» **What is needed**: Pull out every line of the listing that contains the string "webbing". Case counts, so match uppercase and lowercase letters as given.

--- BEGIN Listed records ---

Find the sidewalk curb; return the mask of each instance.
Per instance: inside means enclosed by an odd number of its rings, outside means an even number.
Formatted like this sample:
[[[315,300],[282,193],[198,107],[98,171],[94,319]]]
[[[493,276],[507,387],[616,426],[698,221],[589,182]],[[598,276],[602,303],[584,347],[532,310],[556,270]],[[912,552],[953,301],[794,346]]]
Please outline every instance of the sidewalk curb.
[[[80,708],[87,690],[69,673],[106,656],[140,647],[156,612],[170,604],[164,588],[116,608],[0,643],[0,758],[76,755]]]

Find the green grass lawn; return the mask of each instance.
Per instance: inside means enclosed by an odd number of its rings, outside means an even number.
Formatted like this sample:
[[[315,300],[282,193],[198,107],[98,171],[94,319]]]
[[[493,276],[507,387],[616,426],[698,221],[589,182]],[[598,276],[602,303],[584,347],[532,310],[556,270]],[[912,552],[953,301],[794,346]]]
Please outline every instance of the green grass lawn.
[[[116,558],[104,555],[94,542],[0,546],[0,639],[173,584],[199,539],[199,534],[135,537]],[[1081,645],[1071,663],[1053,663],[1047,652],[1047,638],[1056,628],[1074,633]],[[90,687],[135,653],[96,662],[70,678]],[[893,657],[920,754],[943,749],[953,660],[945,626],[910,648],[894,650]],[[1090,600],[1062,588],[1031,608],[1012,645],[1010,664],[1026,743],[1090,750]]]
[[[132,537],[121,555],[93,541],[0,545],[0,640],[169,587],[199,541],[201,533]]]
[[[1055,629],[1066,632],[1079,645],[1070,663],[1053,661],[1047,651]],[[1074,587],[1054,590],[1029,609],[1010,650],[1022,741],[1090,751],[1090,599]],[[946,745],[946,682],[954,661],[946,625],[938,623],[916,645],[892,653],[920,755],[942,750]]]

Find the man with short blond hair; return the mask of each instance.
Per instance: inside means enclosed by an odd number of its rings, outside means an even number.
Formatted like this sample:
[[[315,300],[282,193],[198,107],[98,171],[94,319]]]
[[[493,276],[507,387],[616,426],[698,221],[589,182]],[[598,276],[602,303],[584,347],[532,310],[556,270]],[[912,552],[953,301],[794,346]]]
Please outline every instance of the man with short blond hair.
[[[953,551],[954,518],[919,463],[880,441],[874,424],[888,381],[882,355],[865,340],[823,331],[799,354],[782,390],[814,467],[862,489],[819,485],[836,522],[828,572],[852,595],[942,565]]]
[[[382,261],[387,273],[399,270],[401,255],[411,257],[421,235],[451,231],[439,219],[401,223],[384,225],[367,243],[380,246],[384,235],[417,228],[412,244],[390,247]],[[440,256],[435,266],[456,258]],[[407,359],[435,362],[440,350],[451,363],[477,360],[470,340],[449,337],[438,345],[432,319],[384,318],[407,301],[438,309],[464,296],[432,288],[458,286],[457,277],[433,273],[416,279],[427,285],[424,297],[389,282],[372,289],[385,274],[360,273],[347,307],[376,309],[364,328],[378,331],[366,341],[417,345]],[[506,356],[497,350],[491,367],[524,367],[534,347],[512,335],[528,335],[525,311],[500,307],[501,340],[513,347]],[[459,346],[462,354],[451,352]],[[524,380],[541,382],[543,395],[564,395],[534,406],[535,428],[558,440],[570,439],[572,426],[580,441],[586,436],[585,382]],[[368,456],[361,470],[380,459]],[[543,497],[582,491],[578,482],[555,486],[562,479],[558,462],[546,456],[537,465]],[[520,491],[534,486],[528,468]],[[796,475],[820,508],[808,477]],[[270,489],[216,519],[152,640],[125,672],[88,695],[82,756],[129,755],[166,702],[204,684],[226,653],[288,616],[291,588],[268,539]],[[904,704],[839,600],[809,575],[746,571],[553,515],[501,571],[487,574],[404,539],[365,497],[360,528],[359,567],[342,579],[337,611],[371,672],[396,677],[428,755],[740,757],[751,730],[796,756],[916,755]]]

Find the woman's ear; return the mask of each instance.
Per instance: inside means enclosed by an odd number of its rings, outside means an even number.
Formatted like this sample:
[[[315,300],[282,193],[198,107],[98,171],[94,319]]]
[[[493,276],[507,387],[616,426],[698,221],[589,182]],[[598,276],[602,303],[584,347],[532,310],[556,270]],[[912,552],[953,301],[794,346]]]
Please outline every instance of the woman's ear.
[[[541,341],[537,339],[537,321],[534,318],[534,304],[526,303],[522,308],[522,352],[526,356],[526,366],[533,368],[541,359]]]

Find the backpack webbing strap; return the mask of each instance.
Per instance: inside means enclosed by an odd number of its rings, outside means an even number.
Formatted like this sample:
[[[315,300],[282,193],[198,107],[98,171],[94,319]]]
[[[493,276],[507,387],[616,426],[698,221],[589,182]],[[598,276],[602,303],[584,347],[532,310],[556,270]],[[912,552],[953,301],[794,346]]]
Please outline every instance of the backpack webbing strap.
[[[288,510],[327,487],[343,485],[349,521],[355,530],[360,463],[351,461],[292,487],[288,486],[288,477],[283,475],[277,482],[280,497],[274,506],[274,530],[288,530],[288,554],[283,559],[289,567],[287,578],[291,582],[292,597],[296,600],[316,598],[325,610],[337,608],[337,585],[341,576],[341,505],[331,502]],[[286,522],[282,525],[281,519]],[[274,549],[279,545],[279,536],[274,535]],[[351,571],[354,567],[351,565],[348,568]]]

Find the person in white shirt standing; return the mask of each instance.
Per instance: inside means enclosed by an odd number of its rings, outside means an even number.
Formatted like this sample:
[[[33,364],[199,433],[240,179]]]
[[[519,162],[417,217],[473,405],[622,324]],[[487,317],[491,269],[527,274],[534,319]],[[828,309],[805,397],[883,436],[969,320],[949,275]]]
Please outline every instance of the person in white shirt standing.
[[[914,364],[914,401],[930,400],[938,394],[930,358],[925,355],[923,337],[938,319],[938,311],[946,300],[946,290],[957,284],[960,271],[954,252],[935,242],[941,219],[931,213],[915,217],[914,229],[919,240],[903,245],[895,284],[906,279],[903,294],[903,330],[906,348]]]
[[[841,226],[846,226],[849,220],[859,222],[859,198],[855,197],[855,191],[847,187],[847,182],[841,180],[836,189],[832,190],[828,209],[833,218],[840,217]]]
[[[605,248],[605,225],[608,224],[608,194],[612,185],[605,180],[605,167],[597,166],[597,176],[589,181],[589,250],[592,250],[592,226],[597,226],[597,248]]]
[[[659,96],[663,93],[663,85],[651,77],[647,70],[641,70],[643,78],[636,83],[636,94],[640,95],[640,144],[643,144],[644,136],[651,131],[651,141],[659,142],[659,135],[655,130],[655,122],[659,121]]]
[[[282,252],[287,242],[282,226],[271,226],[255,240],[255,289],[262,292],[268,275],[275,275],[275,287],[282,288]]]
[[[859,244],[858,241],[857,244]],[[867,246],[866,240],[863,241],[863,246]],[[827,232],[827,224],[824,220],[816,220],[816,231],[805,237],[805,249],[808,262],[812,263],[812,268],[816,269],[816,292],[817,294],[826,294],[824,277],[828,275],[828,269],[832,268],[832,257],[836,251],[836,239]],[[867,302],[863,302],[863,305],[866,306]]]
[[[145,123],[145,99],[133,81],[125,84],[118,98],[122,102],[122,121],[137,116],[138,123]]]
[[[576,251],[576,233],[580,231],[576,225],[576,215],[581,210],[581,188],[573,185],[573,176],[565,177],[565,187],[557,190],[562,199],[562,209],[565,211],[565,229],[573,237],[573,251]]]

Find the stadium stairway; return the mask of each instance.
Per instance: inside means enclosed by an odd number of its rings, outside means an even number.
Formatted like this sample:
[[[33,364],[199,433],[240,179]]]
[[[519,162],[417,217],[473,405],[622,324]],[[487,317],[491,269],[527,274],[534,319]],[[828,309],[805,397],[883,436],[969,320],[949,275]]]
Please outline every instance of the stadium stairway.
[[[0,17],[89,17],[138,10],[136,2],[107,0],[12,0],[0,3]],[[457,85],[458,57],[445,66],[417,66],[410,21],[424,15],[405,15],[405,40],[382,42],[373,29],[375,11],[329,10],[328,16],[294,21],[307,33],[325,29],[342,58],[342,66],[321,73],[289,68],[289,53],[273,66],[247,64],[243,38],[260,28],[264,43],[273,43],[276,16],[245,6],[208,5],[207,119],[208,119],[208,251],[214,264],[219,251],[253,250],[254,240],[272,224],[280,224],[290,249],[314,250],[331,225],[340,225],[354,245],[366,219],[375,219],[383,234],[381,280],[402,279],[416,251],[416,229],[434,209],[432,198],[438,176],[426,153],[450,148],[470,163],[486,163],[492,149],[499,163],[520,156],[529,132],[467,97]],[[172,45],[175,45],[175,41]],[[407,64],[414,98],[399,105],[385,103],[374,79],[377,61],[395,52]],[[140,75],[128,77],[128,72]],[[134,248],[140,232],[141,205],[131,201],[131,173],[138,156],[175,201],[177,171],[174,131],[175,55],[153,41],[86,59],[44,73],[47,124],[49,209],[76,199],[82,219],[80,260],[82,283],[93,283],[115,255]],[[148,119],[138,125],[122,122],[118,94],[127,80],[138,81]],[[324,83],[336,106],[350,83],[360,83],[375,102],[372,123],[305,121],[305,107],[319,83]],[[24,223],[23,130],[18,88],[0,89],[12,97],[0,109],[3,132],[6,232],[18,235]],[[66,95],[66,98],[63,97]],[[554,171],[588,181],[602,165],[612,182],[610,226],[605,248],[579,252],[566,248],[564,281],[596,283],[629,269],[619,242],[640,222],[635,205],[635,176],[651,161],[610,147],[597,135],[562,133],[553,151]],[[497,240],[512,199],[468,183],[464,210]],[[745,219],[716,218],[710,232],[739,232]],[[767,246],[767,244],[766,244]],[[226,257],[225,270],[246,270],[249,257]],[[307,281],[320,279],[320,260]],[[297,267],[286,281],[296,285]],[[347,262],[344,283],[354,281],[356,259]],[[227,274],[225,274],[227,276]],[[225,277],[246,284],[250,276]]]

--- END Listed records ---

» **Correct result**:
Find the backpack webbing strap; return the mask of each instance.
Please outline every instance of the backpack webbing strap.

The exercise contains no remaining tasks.